◆ **取り組む課題**
- A) 物権法のレポートにある次の一文を英語に訳してください：「このレポートでは法律行為における登記と、抵当権およびそれに基づく物上代位について考察しています。」
- B) 物権法のレポートを、最後の見出しに続けて書き進めること。

◆ **本文**
━━━━

このレポートでは法律行為における登記と、抵当権およびそれに基づく物上代位について考察しています。
※このレポートは以下のレポートに収録されているものと同じ内容です。
慶応義塾大学法学部(通信)合格レポート集
http://www.happycampus.co.jp/docs/938478183489@hc15/122970/
■新・物権法
はじめに
このレポートは二部構成となっており、第一部の「法律行為の取消しと登記」では、主に「取消し後の第三者」に関するふたつの有力な学説を説明し、双方に見える特色を比較していく。第二部の「抵当権に基づく物上代位」では、その物上代位の要件たる「差押え」に関して三点の学説について論じていく。そして結びに代えて、本レポートで取り扱った上記二つの論点における共通点を示すことを、レポートとしての総合的な目的とした。
第1部 「法律行為の取消しと登記」

━━━━

◆ **利用可能なデータ**

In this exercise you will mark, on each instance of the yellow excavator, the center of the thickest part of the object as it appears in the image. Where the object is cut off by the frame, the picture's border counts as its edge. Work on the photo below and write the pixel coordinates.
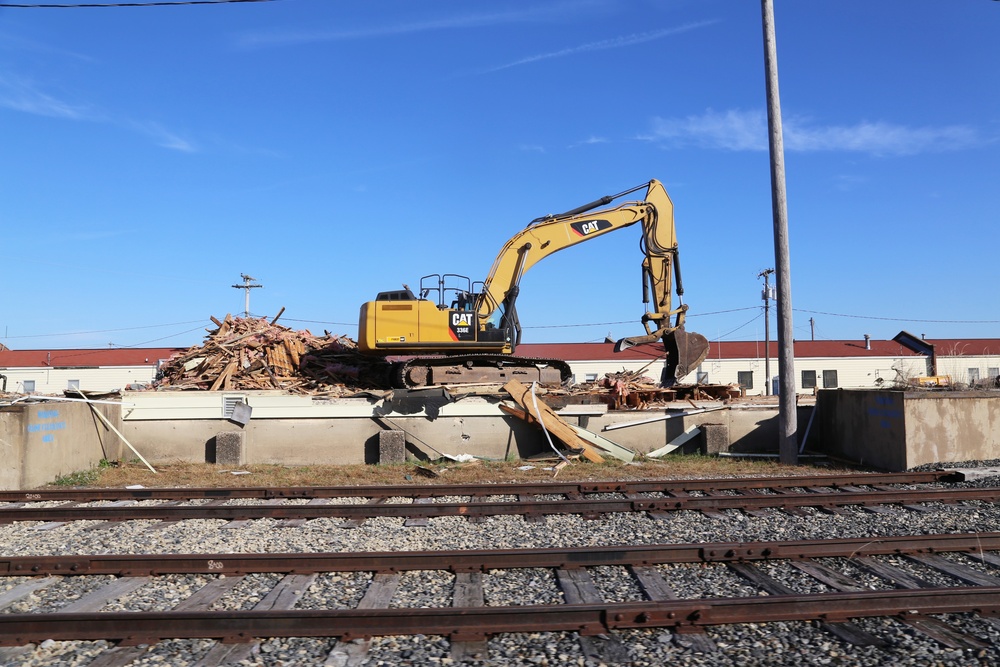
(468, 331)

━━━━

◆ **課題の解答**
- A) This report examines registration in juristic acts, as well as mortgages and the real subrogation based on them.

- B)
1.問題点
「法律行為の取消しと登記」において問題になることは次のような事例である。すなわち、A→B→Cへと譲渡された不動産について、AB間の契約がAによって取消された際に、第三者Cの立場がどのようになるのかが問題となっている。
2.取消し「前」の第三者
一般に「強迫」などによる取消し前に現れた第三者Cについては、取消しの遡及効が貫徹するために、Aは登記なくして取消しを主張できるとされている。
しかしその取消し原因がBによる「詐欺」であった場合は事情が異なる。すなわち第三者Cが善意であったならば、Cには民法96条3項よる第...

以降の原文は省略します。